BEGIN

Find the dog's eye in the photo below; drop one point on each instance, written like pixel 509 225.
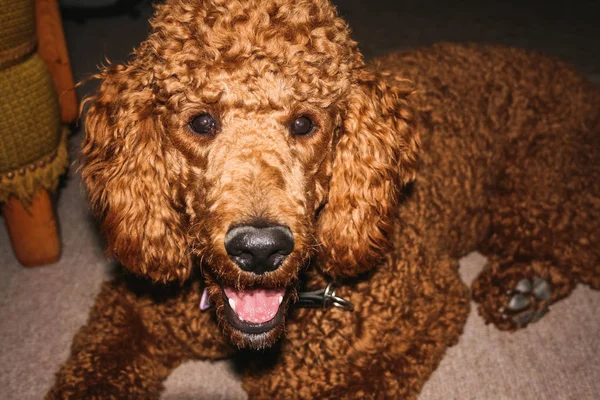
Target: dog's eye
pixel 203 124
pixel 302 126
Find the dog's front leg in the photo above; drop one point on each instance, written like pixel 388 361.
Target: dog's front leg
pixel 131 343
pixel 404 318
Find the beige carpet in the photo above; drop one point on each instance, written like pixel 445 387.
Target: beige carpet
pixel 557 358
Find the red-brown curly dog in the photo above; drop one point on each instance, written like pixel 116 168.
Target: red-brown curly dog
pixel 247 150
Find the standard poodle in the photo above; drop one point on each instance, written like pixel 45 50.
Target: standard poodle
pixel 246 157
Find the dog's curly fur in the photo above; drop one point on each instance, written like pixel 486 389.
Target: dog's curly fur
pixel 509 154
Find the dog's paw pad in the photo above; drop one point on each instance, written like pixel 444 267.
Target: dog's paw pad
pixel 528 301
pixel 518 302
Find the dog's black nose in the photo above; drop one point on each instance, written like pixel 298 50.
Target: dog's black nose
pixel 259 250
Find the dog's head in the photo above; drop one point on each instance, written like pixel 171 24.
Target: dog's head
pixel 248 138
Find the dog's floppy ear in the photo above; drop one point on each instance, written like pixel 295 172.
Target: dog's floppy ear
pixel 375 155
pixel 125 172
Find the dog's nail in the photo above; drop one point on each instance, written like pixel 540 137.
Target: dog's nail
pixel 524 286
pixel 518 302
pixel 541 289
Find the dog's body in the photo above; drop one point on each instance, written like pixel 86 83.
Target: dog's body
pixel 510 157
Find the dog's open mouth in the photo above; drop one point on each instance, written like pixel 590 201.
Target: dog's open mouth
pixel 254 311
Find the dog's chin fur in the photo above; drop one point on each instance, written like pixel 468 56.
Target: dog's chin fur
pixel 253 341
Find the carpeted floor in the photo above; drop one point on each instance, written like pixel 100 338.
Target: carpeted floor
pixel 42 308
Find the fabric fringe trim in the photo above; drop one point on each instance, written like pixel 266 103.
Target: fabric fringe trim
pixel 24 182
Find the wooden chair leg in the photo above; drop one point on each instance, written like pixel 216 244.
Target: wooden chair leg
pixel 52 48
pixel 33 230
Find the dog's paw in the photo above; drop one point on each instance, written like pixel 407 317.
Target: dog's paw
pixel 527 301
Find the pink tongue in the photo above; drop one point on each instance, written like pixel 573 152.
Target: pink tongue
pixel 255 306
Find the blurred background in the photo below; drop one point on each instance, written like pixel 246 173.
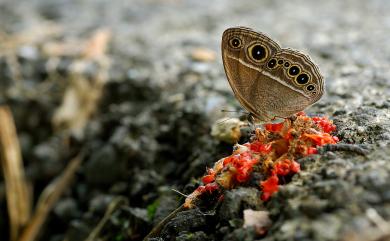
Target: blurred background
pixel 107 105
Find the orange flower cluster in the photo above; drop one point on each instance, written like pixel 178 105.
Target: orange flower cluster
pixel 272 152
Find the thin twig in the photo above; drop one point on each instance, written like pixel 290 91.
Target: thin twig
pixel 17 191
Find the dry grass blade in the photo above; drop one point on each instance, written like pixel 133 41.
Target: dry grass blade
pixel 18 195
pixel 48 198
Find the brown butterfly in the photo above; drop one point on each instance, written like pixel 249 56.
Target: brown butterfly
pixel 267 80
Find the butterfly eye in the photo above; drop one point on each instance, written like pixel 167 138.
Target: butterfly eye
pixel 310 87
pixel 272 63
pixel 257 52
pixel 302 79
pixel 293 70
pixel 235 43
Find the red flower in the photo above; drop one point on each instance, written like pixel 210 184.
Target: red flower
pixel 324 123
pixel 311 150
pixel 211 187
pixel 320 139
pixel 269 186
pixel 208 178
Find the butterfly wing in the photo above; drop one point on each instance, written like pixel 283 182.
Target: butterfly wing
pixel 269 81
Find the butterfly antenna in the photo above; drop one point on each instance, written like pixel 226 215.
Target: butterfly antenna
pixel 179 193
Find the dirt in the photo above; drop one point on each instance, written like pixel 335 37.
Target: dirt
pixel 157 98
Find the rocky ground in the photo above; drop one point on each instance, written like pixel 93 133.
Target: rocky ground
pixel 153 84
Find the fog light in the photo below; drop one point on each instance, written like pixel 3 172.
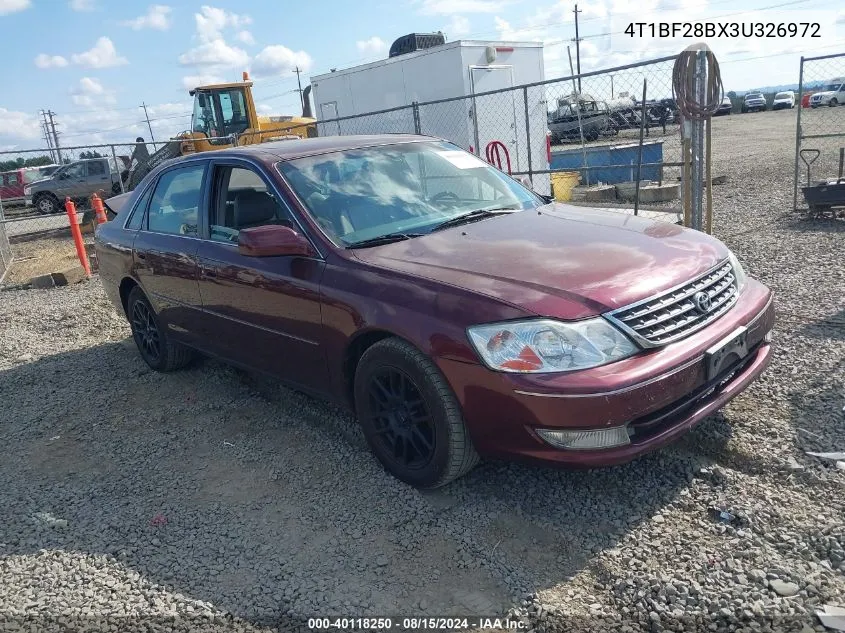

END

Above are the records; repeat them all exactly, without the pictures.

> [Completed exercise]
Find the dog's eye in the photo below; drop one point on each instance, written like pixel 509 225.
Target: dog's eye
pixel 203 124
pixel 302 126
Find the dog's front leg in the photo above; drop one point on each instance, written like pixel 388 361.
Target: dog's front leg
pixel 131 343
pixel 404 318
Find the beige carpet in the photo above; drop one point on each instance, written like pixel 445 387.
Target: beige carpet
pixel 557 358
Find the red-brown curly dog in the photo above; drop one point on each instance, written like pixel 116 168.
Target: red-brown curly dog
pixel 247 150
Find the standard poodle in the photo above; drop one point on each instance, written like pixel 45 50.
Target: standard poodle
pixel 246 157
Find the dog's curly fur in the photo above; drop one point on each instance, written like pixel 486 389.
Target: dog's curly fur
pixel 509 154
Find the dog's paw pad in the photo above; drop one point on each instance, written like pixel 444 267.
Target: dog's paw pad
pixel 528 301
pixel 518 302
Find the dog's black nose in the photo above; drop one point on each instance, written like pixel 298 50.
Target: dog's black nose
pixel 259 250
Find the dog's head in the photo above; drop one point on each instance, written like pixel 171 24.
Target: dog's head
pixel 248 138
Find the dog's floppy ear in the photo above; drop one point on each instance, written like pixel 295 172.
Target: dog's floppy ear
pixel 375 155
pixel 125 172
Find the dog's nail in the photo above; drop one point on each instance, written like pixel 540 137.
Target: dog's nail
pixel 524 286
pixel 518 302
pixel 541 289
Find the dog's body in the photo above; drop one point on each instance, written like pixel 86 83.
Target: dog's body
pixel 510 157
Find the dog's open mouth in the photo above; drop one point on each instance, written like pixel 590 201.
Target: dog's open mouth
pixel 254 311
Find the dog's chin fur in the photo above; drop one point on each instance, written like pixel 468 56.
Target: dog's chin fur
pixel 253 341
Find the carpeted floor in the photo above; drop one point on each instance, written like pixel 100 338.
Target: carpeted floor
pixel 42 308
Find the fabric fringe trim in the photo above; drop one point on each instance, written like pixel 266 103.
Target: fabric fringe trim
pixel 24 182
Find the wooden chair leg in the photo above; drop one point on each instance, written like pixel 216 244.
Target: wooden chair leg
pixel 52 48
pixel 33 230
Find the dog's paw in the photo above; drop one point on each instance, written like pixel 407 317.
Target: dog's paw
pixel 527 301
Find the pink tongue in the photo above; drop one point on each instance, written like pixel 573 152.
Target: pink tongue
pixel 255 306
Find the blurred background in the photo below; drop one point on each instance, written like pixel 246 173.
Target: blurred background
pixel 107 105
Find the orange flower cluster in the photo above; drop one point on each instance, written like pixel 178 105.
Target: orange flower cluster
pixel 272 152
Find the thin twig in the photo above; drop one point on each instance, written like pixel 290 91.
Target: thin twig
pixel 17 191
Find the dry grass blade in the photo above; drop one point on each instance, written like pixel 133 41.
Target: dry grass blade
pixel 18 195
pixel 48 198
Find the brown butterfly in the photo above; drop one point on each instance, written like pixel 249 56.
Target: brown butterfly
pixel 267 80
Find the butterfly eye in the photo above; drop one point on each instance, written like pixel 167 138.
Target: butterfly eye
pixel 310 87
pixel 272 63
pixel 257 52
pixel 302 79
pixel 293 70
pixel 235 43
Find the red flower in the photo above; drop one point on each instance, written like pixel 210 184.
Target: red flower
pixel 324 123
pixel 311 150
pixel 211 187
pixel 320 139
pixel 269 186
pixel 208 178
Find the butterfly wing in the photo above; drop one point on each instance, written like pixel 283 182.
Target: butterfly wing
pixel 269 81
Find the butterfly antenna in the photo above; drop one point on each instance, written like pixel 226 215.
Target: butterfly antenna
pixel 179 193
Find the dirt in the photo above; drop one point on each instance, written like pixel 335 37.
Target: dirt
pixel 157 98
Find the rocky ground in the photo above; drop one point on each instance, written like pixel 93 133.
Target: rocky ground
pixel 153 84
Find the fog light in the photo below; drop one point on each instance, written like pixel 3 172.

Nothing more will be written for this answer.